(Coordinate annotation entries)
= = = =

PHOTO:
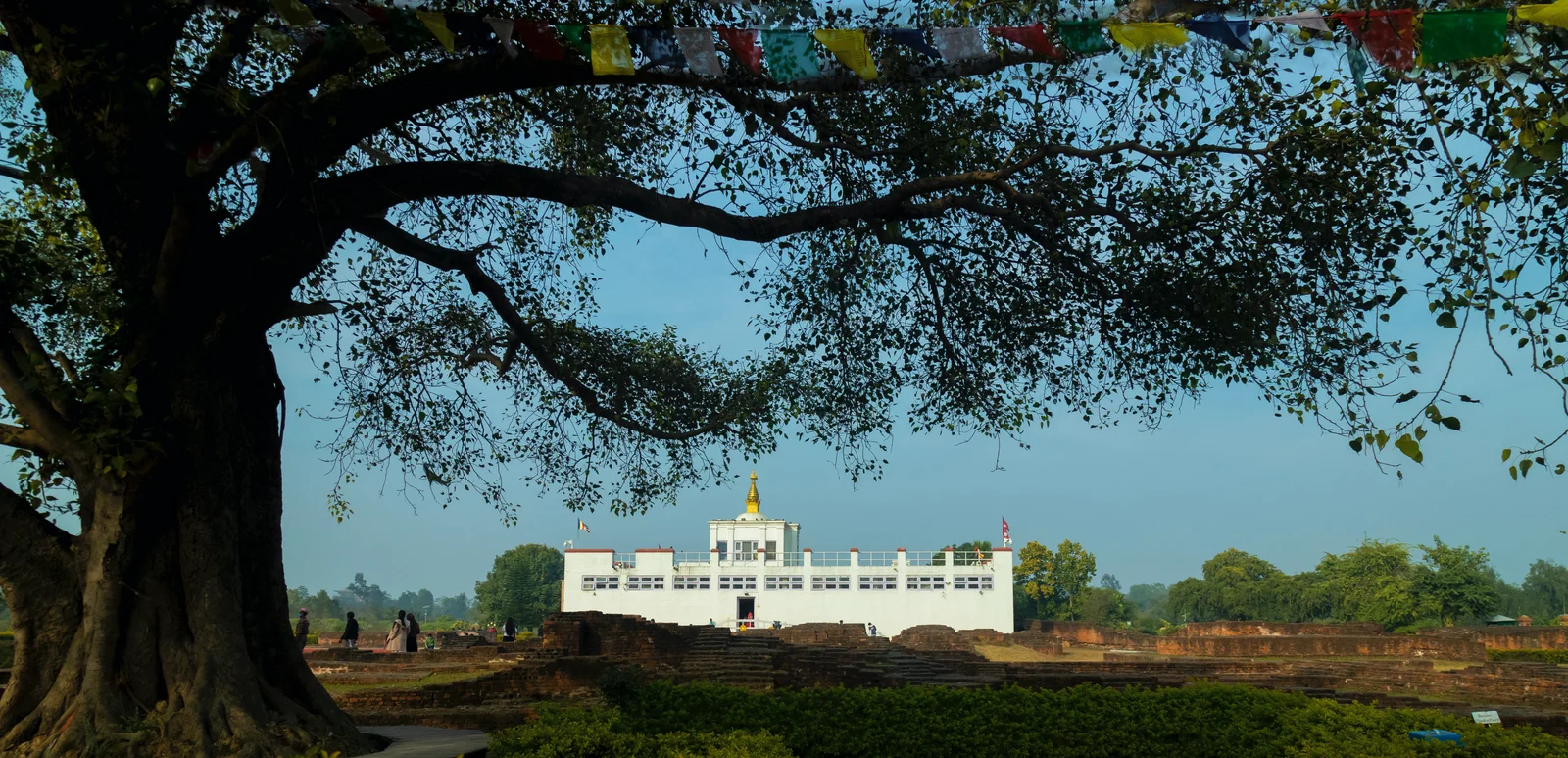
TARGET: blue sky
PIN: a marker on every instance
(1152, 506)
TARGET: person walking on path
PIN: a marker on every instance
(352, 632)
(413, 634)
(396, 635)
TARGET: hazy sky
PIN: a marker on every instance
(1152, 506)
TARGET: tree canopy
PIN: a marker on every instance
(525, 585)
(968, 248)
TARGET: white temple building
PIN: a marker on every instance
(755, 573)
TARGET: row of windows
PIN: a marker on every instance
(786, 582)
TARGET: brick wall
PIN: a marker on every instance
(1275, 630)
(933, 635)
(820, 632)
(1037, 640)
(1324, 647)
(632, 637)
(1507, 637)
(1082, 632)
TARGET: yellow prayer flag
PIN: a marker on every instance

= = = =

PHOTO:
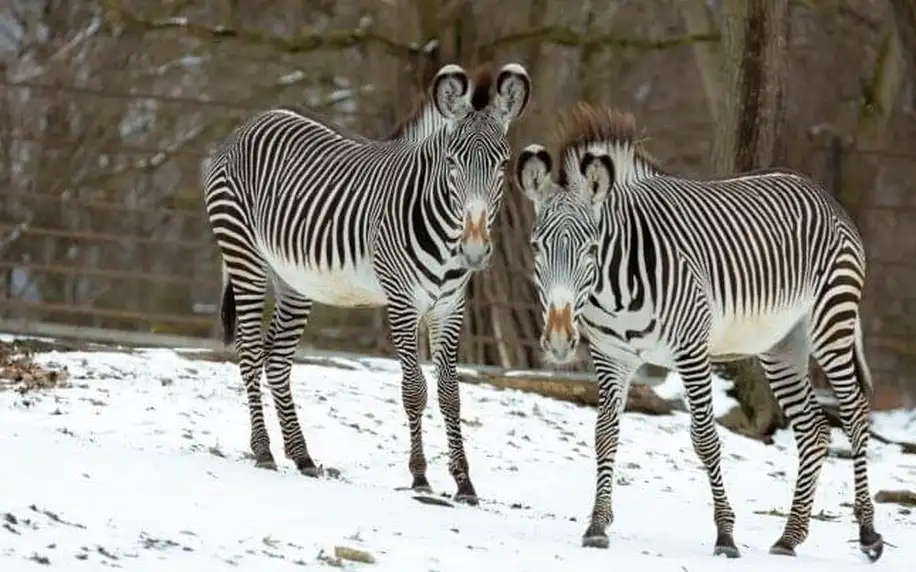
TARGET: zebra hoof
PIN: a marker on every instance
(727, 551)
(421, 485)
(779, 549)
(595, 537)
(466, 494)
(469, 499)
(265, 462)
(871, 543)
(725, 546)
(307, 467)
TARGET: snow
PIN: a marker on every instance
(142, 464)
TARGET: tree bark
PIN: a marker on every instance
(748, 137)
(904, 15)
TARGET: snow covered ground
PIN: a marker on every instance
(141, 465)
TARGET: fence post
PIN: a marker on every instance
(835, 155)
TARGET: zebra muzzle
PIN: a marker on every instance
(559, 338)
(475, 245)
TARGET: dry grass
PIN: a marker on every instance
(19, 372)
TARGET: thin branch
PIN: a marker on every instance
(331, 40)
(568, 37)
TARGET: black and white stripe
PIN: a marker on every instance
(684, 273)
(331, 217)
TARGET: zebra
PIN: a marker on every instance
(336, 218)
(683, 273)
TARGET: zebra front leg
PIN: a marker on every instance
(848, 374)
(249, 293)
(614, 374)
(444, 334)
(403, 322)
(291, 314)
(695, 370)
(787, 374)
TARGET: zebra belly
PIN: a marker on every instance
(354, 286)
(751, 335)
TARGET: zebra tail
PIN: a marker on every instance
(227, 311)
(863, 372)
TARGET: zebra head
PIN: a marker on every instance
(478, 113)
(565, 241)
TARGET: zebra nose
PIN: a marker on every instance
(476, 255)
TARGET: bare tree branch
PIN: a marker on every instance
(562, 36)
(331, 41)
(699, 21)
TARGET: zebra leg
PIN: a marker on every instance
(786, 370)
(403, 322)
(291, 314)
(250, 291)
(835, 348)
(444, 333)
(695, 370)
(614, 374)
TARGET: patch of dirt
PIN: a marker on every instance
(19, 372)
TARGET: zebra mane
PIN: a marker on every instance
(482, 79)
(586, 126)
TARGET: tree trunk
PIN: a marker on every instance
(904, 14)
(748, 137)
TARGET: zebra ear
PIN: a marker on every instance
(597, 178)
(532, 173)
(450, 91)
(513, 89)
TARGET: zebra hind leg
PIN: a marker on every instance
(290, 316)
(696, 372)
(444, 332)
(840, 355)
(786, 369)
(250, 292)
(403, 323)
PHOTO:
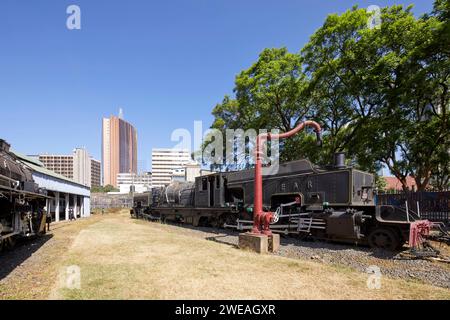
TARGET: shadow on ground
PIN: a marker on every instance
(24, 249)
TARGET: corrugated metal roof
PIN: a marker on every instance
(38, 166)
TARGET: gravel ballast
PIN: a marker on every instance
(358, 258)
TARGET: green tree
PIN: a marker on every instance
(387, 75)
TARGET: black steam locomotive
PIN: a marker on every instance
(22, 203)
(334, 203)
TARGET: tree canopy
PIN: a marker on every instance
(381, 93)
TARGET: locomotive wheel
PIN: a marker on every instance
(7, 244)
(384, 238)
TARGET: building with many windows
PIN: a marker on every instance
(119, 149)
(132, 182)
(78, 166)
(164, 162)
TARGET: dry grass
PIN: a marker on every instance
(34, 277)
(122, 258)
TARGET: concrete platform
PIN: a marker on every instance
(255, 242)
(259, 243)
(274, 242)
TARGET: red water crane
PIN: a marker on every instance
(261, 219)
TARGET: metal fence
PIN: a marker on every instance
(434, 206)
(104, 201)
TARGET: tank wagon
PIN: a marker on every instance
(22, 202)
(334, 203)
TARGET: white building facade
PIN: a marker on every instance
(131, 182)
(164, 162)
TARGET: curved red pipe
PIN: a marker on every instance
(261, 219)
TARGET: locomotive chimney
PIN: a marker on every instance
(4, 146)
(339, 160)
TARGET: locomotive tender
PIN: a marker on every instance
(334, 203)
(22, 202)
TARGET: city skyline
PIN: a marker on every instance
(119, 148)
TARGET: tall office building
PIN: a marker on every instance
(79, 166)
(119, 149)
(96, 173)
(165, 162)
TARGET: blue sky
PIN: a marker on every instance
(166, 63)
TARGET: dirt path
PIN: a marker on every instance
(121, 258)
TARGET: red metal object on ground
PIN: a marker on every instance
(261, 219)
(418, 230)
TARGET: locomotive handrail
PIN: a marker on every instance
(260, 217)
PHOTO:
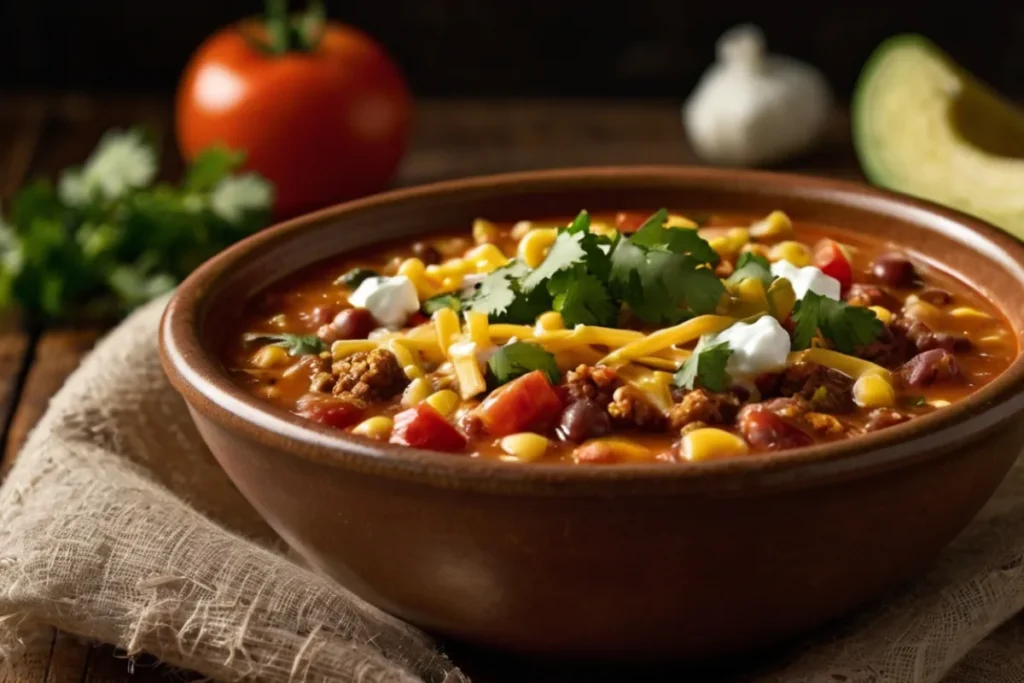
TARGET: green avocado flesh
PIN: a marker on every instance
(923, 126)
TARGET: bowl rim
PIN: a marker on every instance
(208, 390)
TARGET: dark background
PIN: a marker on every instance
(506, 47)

= = = =

▸ **What the task requires**
Please gather every line of the entries above that contains the word "green" and copy each one out.

▸ **Written answer**
TARGET: green tree
TARGET: green avocado flesh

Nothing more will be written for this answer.